— WORK ITEM —
Every line of the listing below should be written out exactly.

(RECORDS SUPPLIED)

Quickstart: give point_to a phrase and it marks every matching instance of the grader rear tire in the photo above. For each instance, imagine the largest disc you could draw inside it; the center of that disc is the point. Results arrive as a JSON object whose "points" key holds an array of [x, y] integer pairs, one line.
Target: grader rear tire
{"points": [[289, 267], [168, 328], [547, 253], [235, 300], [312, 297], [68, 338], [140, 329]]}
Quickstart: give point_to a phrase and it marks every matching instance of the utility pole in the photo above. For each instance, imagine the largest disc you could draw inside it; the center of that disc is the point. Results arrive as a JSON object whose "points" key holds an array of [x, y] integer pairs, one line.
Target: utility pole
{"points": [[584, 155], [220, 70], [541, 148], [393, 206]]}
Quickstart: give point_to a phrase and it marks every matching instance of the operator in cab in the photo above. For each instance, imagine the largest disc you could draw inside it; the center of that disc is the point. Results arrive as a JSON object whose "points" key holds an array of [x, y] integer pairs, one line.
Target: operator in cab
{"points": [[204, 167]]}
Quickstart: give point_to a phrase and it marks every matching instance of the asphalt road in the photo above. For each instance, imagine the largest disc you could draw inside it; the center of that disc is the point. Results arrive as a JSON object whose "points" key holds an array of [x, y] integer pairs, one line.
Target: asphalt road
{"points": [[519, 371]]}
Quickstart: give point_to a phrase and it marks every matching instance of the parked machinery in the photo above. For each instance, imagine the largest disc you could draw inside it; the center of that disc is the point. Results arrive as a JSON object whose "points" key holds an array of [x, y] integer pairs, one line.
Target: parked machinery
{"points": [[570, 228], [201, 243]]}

(End RECORDS SUPPLIED)

— RESULT —
Quickstart: give point_to a phrase and it marks every matching instance of the grader rear tire in the photo above. For each instance, imagine the largest disc you could draw inside it; the center of that disc is the point. Results arrive as a JSON object whose "points" key holds an array of [x, y] integer pairs, one line.
Target: grader rear tire
{"points": [[289, 267], [168, 328], [547, 253], [235, 300], [312, 297], [68, 338], [140, 329]]}
Quickstart: give point_to a phrase and it marks every matching instance of the utility pole in the photo above. For each instance, imagine the largest disc you could draw inside it; the center of that disc is the point. Results arrive as a JSON object whose "points" key holds an array of [x, y] integer pairs, one line.
Target: utility pole
{"points": [[584, 155], [220, 70], [541, 148], [393, 206]]}
Quickstart: give point_to a phrase and it marks every matching instance of the operator in cab in the photo above. For each instance, imagine the largest disc you could draw inside it; the center of that disc is the point. Results arrive as a JSON object whose "points" key holds an array of [x, y] integer pairs, one line.
Target: operator in cab
{"points": [[204, 167]]}
Quickstart: give point_to a phrase and it marks every matching instance of the asphalt road in the photo above. For each instance, imagine the largest disc you could draw inside it; the center of that disc is the point. Results arrive as a JSON object whose "points" key holds an array of [x, y] integer pairs, one line.
Target: asphalt road
{"points": [[519, 371]]}
Quickstart: give point_to a phrase and it marks every matching instance of the parked machinery in the photo above. For each instance, imagine the largest disc you could draw inside it; the center of that disc is the point. Results arrive as a JSON object whose "points" key holds an array of [x, y] integer pairs, one line.
Target: parked machinery
{"points": [[570, 228], [201, 243]]}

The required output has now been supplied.